## WHAT YOU SHOULD DO
Show every line in the listing below that contains the word "boulder", copying each such line in full.

## RECORDS PROVIDED
• • • • •

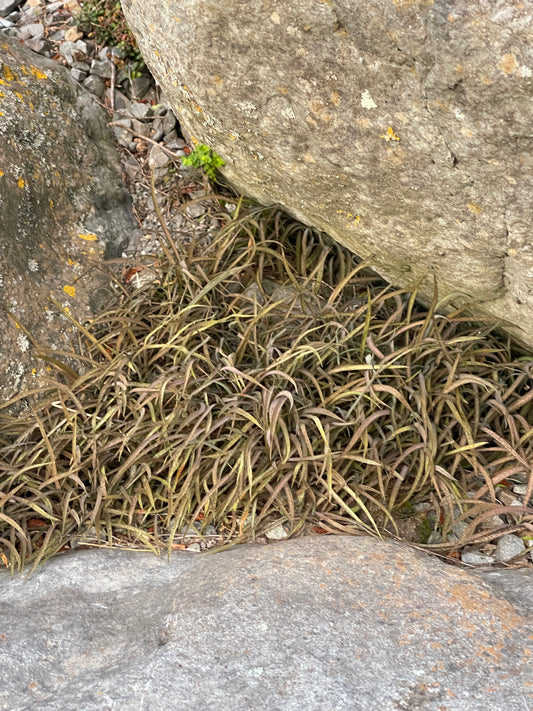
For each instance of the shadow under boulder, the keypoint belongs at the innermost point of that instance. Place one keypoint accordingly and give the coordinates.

• • • • •

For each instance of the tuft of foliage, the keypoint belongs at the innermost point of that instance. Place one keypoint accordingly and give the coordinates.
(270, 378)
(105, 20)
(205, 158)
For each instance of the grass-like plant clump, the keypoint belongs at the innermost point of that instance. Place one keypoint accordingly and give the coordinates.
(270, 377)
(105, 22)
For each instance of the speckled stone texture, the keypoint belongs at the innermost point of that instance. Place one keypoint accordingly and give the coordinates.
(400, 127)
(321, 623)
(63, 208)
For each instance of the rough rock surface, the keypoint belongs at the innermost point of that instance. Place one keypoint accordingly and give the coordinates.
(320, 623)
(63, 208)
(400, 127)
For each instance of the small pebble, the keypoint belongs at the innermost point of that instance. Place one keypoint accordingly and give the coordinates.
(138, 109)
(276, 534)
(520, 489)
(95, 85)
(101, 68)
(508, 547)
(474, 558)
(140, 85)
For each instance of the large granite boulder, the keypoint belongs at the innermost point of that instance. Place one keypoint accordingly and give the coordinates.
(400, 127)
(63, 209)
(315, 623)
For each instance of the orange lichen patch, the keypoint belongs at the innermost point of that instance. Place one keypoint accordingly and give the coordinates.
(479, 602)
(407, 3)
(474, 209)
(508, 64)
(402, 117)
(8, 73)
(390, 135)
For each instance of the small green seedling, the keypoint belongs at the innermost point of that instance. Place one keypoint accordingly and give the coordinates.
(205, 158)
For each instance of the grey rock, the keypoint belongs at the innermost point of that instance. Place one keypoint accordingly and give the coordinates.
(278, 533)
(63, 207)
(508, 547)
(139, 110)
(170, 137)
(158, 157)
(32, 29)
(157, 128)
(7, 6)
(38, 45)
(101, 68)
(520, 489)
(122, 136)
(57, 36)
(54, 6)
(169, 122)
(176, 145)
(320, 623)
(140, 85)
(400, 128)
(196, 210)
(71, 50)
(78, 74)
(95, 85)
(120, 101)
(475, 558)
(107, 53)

• • • • •

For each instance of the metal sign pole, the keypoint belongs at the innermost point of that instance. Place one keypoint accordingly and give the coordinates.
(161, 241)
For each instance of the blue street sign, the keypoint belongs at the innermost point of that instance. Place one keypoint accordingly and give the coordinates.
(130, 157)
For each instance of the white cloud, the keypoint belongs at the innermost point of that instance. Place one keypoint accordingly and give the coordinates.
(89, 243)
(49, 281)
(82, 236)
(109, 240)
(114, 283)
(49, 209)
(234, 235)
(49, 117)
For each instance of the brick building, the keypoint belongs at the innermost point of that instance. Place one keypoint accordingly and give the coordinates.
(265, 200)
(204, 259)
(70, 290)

• • • • •

## WRITTEN ANSWER
For each instance of the shadow under boulder, the keypoint belongs at the innermost point of that instance. Place one keypoint accordingly and give the coordinates.
For each instance of the large granite boulder, the keypoint belongs at the innermost point of that instance. Place one keypoint accordingly and give the coordinates.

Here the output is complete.